____ Records
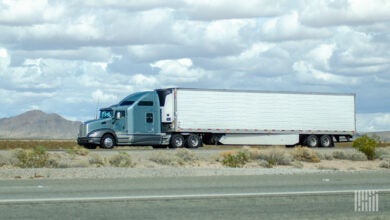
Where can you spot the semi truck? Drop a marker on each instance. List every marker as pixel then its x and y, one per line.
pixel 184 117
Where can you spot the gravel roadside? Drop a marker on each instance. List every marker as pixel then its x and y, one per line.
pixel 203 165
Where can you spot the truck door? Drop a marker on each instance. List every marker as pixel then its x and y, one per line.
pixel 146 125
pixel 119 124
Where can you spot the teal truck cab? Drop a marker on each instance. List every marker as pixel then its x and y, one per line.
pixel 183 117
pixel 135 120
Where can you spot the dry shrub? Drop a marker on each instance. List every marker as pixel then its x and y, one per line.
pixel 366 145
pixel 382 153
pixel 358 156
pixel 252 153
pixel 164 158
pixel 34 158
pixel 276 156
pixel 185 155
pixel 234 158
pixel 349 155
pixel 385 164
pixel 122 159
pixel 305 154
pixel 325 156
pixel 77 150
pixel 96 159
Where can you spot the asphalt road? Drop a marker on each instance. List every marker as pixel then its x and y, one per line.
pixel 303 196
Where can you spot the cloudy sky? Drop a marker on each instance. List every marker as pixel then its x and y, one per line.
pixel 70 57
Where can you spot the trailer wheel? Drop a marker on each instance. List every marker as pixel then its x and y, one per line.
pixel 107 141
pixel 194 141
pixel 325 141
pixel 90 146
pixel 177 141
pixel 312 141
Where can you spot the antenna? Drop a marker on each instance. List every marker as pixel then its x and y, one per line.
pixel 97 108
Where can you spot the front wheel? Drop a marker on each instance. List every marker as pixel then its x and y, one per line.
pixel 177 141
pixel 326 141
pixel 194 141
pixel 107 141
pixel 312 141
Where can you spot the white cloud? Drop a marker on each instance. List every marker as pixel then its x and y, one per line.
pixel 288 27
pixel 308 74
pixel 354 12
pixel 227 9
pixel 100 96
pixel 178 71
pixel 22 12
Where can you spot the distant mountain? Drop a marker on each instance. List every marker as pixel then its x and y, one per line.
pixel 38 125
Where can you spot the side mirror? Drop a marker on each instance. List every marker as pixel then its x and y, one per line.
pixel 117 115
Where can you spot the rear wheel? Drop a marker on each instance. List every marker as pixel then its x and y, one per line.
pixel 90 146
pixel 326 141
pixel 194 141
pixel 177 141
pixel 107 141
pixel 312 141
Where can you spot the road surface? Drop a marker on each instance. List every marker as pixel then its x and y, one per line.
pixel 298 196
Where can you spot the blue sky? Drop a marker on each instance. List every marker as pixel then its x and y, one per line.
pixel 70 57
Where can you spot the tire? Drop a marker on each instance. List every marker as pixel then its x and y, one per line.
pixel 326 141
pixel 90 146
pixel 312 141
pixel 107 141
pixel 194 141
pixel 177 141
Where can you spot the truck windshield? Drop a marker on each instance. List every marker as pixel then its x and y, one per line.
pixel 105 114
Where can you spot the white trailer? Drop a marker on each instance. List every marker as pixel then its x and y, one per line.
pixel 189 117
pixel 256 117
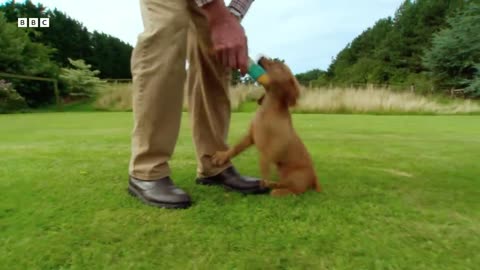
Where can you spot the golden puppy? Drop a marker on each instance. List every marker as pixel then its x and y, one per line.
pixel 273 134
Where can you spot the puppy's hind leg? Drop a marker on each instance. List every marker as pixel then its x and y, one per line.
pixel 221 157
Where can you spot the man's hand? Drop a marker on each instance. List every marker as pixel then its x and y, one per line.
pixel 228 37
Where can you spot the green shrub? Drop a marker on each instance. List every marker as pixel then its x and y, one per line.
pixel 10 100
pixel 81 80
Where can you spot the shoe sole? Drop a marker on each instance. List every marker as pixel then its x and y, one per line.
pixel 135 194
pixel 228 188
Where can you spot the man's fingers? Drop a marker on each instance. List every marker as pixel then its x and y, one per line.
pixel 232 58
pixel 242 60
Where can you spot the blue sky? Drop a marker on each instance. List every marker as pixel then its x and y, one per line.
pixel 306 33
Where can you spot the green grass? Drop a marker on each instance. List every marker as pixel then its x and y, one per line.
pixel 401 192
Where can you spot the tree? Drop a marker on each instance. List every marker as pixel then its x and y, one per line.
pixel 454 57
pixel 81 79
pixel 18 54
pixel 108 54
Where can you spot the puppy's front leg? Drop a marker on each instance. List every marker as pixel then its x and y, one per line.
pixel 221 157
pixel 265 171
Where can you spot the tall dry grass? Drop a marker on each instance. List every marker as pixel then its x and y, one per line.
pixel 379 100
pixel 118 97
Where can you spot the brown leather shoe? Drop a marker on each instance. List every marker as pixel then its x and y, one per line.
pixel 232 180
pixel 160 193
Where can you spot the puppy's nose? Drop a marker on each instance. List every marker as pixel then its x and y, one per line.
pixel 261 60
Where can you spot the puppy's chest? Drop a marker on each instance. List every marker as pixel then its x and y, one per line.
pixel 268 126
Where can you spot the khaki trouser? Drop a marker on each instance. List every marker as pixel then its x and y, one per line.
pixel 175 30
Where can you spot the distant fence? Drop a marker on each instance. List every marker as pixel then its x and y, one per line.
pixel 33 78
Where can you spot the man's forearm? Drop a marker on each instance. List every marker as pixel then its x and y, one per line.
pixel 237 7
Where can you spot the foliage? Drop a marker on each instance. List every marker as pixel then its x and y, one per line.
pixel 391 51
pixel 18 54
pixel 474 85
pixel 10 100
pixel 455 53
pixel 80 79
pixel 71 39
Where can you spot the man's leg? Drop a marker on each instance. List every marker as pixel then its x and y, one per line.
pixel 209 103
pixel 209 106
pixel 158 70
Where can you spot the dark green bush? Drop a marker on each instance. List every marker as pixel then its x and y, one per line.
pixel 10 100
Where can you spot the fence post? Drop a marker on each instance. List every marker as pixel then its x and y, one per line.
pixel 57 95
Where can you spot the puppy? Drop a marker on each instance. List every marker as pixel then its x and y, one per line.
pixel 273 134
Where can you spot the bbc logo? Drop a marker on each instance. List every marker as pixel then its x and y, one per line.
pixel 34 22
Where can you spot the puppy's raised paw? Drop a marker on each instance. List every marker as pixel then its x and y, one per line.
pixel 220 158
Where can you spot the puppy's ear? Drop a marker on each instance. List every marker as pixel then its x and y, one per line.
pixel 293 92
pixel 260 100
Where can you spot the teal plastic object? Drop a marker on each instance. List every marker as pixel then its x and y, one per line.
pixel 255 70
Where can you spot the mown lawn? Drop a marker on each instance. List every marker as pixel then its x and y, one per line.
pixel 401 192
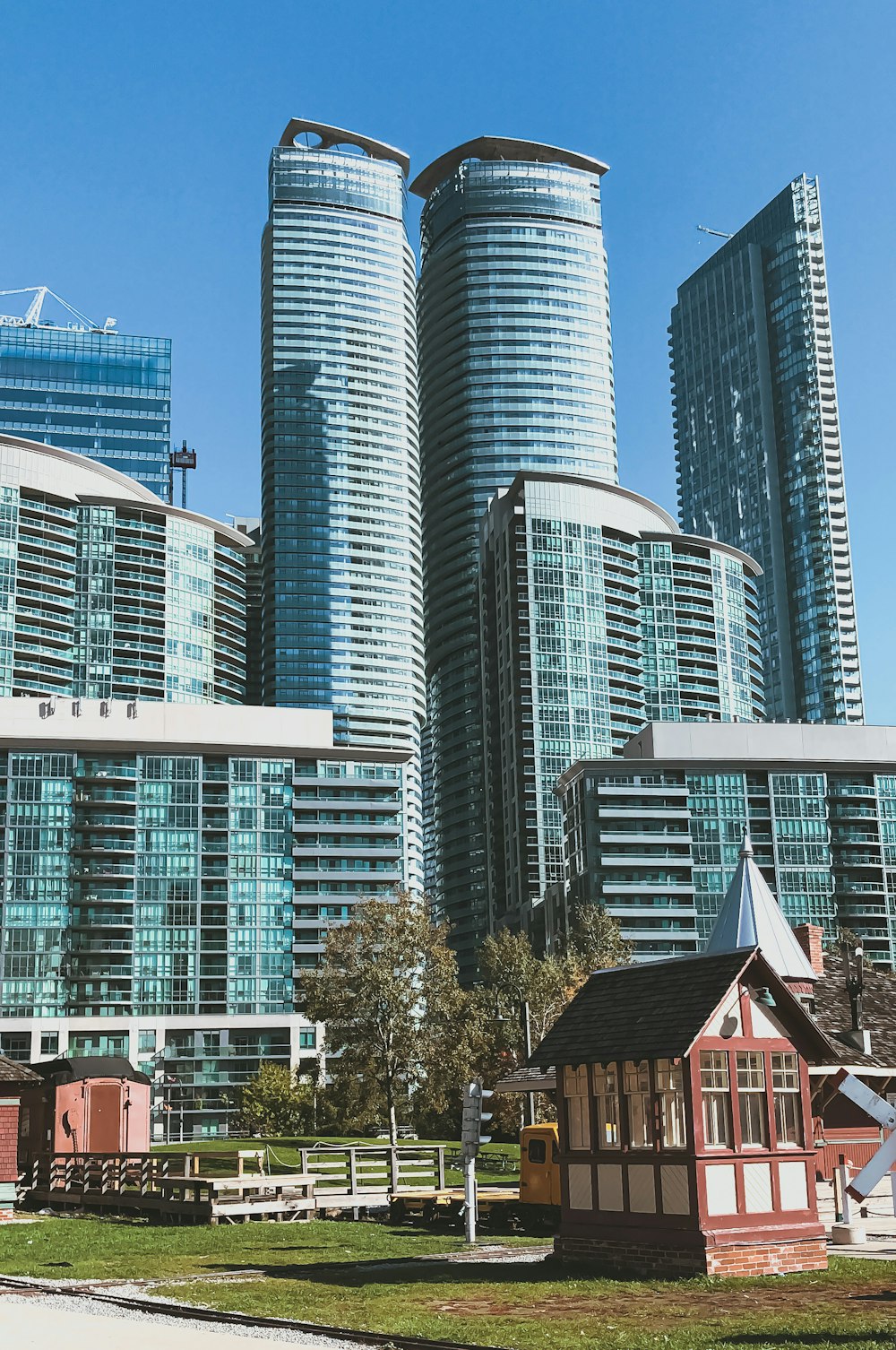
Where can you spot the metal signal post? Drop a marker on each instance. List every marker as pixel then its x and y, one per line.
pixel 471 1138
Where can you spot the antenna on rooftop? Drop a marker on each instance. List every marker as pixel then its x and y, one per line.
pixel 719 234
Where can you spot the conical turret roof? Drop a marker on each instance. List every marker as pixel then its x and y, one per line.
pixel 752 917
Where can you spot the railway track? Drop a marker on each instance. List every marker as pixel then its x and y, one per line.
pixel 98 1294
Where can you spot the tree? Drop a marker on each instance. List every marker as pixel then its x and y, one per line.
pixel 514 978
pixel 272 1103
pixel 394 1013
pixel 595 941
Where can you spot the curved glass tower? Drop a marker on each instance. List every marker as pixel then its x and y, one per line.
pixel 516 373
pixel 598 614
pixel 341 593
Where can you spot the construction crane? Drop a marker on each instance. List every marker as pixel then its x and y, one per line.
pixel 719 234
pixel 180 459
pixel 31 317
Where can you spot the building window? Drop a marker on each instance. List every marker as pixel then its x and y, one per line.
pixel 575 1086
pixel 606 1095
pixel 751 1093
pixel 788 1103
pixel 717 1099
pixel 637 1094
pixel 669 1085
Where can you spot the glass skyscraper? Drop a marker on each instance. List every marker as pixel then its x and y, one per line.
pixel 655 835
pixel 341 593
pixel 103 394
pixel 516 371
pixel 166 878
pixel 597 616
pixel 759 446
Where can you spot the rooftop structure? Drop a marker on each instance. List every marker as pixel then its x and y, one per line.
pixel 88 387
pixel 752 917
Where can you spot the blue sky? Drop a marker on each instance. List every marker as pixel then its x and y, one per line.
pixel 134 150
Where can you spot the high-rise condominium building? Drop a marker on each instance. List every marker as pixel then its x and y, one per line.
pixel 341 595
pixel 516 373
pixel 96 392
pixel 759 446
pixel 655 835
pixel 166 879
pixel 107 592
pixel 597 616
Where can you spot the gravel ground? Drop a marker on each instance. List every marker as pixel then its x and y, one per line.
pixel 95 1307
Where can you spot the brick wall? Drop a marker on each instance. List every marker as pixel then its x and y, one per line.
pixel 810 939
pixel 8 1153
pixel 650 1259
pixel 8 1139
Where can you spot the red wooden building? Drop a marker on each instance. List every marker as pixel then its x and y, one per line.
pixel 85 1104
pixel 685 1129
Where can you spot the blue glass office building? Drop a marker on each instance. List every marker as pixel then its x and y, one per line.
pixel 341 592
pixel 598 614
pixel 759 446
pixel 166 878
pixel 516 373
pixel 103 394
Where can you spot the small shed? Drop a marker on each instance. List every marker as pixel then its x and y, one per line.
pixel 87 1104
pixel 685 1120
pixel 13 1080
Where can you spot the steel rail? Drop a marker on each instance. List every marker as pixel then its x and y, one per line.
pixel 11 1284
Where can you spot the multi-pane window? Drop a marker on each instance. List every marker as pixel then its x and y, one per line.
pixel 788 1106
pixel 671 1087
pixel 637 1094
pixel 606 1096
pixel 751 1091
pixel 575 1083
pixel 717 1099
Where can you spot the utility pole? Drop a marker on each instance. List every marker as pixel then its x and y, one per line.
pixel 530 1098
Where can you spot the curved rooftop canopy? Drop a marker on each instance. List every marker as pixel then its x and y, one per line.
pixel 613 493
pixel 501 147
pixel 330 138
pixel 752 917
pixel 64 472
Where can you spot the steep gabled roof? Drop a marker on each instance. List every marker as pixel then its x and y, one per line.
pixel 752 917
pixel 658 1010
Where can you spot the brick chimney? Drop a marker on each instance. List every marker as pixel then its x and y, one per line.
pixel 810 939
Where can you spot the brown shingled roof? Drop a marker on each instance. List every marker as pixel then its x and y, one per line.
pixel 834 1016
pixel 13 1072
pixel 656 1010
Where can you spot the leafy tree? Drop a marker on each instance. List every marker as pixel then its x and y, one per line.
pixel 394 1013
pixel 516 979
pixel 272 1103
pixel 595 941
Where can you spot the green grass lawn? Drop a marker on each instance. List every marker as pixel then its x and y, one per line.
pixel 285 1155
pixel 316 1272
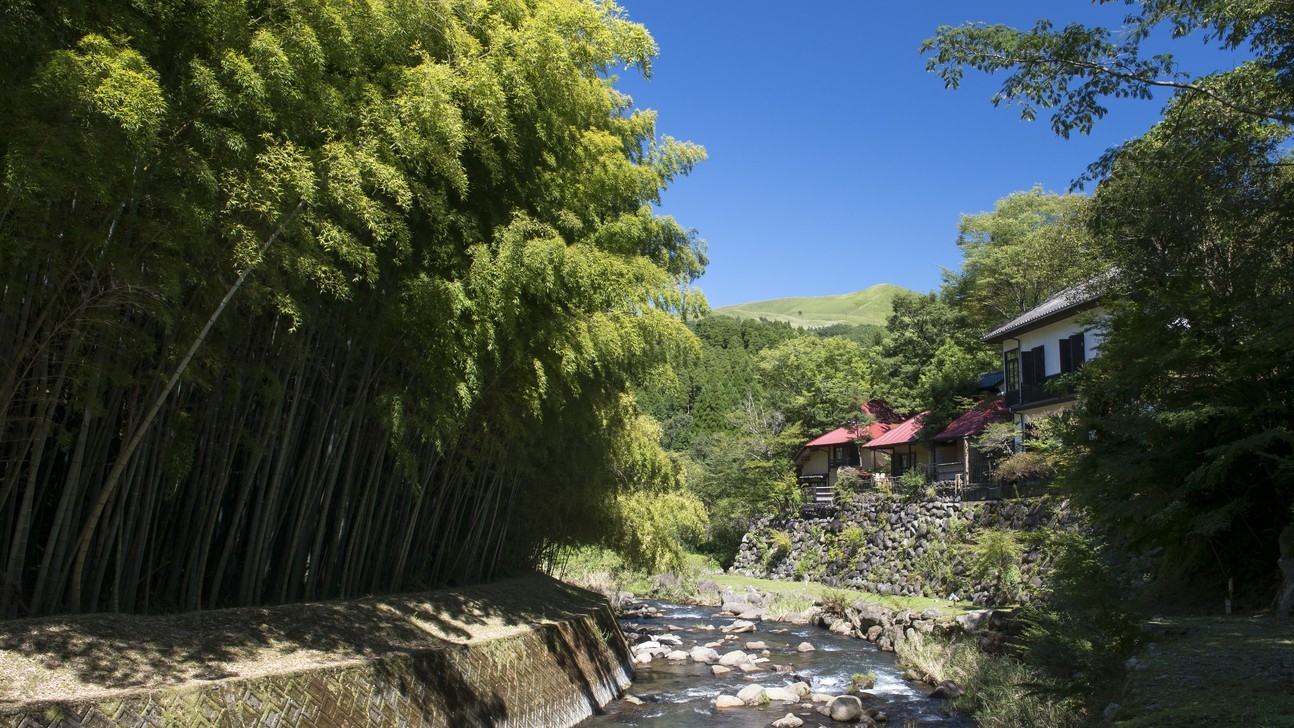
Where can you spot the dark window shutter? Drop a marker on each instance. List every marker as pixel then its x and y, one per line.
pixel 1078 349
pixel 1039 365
________
Copy the final stretch of lines, starting at the one that holds "Where can you spot the utility" and ending at the last line of the data, exactly; omit pictures.

#### Output:
Where can you spot the utility pole? Drop a marker on each instance. List every marker as pixel then its x and y, one per line.
pixel 530 1098
Where can you spot the curved rooftop canopy? Drop a marker on each instance. List every marker as pixel then its x and y, one per line.
pixel 613 493
pixel 501 147
pixel 330 138
pixel 752 917
pixel 64 472
Where can you spot the steep gabled roof? Drop a marker on each instance. List every marker as pixel then its x and y, one per line.
pixel 752 917
pixel 658 1010
Where can you spot the brick chimney? Drop a marker on each instance. List every marker as pixel then its x and y, one per line.
pixel 810 939
Where can you spot the brown shingled roof? Drop a marker on each instance. List every marker as pixel then its x and y, one per line.
pixel 834 1016
pixel 13 1072
pixel 656 1010
Where can you spot the leafy tree? Drop a marker on each instance. List every marker as pixel then its x and y, one per line.
pixel 394 1013
pixel 516 979
pixel 272 1103
pixel 595 941
Where can you spot the green grass lawn? Drop a marker on each instance. List every marker as pixel then its x and y, one per line.
pixel 285 1155
pixel 316 1272
Where can you spot the dark window shutter? Drop a marker on each instance. List every marker as pixel then its x and y, one per line.
pixel 1078 349
pixel 1039 365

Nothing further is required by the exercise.